---------- Фрагмент текста
Известно, что человека, который входит в ограду Церкви, даже после катехизации и воцерковления поджидает много коварных сюрпризов. Один из них – привыкание. Привыкание к словам Христа и апостолов, к богослужению и Таинствам, к тому, к чему нельзя привыкать, ибо привычка – смерть для любви и веры. Когда мы спустя некоторое неофитское, восторженное время осваиваемся в Церкви и становимся профессионалами веры, приходят серьёзные испытания. То, что раньше считали незаслуженным даром и чудом, теперь воспринимается как естественное и очевидное. Ощущение первой эмоциональной новизны проходит, слова Священного Писания и молитв перестают нас трогать, Таинства становятся просто воскресным обиходом. Прикосновения святых мгновений поблёкли, так что их трудно различить среди новых и старых переживаний. А слова, которые каждый день обращены лично к нам и звучат, чтобы дать новую жизнь, растворяются среди церковного пения, чтения и внутренних диалогов. В этом случае человек перестаёт быть действующим, живым членом мистического Тела Христова и становится подобен одному из органов тела человеческого, поражённого параличом. Церковь в сознании верующего превращается в средство эмоционального утешения.
--------------------
---------- Записи набора данных
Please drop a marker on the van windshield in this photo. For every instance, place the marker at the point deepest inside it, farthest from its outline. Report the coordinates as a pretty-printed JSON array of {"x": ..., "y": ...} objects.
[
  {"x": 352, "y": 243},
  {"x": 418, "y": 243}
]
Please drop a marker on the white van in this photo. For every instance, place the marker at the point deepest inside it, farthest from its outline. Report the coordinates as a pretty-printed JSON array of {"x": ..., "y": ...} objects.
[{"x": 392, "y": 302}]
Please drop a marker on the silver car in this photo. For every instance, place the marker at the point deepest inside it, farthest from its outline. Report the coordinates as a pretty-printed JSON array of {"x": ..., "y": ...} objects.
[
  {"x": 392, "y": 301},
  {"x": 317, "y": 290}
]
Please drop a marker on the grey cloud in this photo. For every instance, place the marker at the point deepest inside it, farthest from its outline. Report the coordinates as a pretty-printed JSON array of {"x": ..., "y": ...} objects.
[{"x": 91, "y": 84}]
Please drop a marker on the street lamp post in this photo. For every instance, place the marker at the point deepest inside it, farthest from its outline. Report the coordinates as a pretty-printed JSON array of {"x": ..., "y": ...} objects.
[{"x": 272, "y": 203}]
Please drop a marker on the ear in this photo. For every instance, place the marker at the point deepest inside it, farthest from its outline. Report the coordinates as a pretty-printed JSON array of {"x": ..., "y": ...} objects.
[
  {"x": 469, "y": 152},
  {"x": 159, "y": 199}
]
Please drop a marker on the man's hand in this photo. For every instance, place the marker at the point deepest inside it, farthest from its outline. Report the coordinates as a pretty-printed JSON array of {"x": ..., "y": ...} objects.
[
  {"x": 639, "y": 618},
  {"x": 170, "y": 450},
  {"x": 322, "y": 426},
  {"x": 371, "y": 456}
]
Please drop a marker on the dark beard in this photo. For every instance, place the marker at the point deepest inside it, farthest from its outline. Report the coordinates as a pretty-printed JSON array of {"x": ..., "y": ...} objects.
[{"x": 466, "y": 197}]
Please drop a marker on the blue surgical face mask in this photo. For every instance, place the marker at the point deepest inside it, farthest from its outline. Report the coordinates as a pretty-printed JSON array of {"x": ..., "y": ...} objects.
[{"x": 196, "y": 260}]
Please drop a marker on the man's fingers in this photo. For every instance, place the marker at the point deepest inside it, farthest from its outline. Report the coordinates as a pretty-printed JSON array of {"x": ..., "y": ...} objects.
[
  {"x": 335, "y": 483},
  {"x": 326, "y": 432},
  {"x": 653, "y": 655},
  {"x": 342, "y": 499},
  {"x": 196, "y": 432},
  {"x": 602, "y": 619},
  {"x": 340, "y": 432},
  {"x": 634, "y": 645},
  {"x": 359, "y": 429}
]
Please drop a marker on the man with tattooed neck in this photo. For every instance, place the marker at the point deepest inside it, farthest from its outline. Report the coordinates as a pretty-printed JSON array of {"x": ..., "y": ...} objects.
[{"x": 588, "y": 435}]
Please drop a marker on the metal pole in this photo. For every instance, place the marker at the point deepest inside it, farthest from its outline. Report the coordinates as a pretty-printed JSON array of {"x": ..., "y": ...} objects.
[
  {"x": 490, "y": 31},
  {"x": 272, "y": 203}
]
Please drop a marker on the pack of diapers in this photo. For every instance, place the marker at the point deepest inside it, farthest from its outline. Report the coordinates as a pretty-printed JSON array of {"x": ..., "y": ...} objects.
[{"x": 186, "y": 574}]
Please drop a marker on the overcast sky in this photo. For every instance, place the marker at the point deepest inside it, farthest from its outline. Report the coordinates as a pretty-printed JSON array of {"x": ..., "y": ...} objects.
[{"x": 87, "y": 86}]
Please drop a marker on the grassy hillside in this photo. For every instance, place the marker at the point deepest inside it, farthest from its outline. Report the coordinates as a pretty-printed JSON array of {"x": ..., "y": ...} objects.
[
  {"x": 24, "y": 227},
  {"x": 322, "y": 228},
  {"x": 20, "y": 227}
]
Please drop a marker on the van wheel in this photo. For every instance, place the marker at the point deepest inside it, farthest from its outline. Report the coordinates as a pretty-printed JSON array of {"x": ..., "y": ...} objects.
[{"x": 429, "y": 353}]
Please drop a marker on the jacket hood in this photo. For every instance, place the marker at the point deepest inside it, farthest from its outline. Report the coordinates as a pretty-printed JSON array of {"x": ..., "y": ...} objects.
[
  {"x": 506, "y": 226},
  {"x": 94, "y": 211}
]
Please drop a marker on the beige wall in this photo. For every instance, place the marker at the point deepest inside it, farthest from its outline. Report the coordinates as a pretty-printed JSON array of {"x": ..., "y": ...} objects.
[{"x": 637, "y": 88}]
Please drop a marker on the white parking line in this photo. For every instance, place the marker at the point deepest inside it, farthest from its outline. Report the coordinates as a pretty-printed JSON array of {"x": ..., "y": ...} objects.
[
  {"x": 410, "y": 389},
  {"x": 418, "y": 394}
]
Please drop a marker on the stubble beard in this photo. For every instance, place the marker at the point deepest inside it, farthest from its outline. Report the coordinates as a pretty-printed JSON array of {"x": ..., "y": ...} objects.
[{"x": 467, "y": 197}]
--------------------
Задания »
1/ Ответьте по фрагменту текста:
(a) Какой из коварных сюрпризов назван в нём?
(b) Чем становятся Таинства, когда проходит ощущение новизны?
(c) Во что превращается Церковь в сознании верующего?
2/ Почему, согласно фрагменту текста, нельзя привыкать к словам Христа и апостолов, к богослужению и Таинствам?
3/ Соответствуют ли фрагменту текста эти утверждения? Ответьте «да» или «нет» и приведите решающие слова из фрагмента.
(a) Серьёзные испытания приходят сразу, в неофитское время.
(b) Коварные сюрпризы поджидают человека даже после катехизации.
(c) Человек, переставший быть живым членом Тела Христова, сравнивается с органом, поражённым параличом.
Записи для работы не понадобятся.

Ожидаемые ответы »
1/
(a) Привыкание.
(b) Просто воскресным обиходом.
(c) В средство эмоционального утешения.

2/ Потому что привычка — смерть для любви и веры.

3/
(a) Нет: «Когда мы спустя некоторое неофитское, восторженное время осваиваемся в Церкви и становимся профессионалами веры, приходят серьёзные испытания».
(b) Да: «даже после катехизации и воцерковления поджидает много коварных сюрпризов».
(c) Да: «становится подобен одному из органов тела человеческого, поражённого параличом».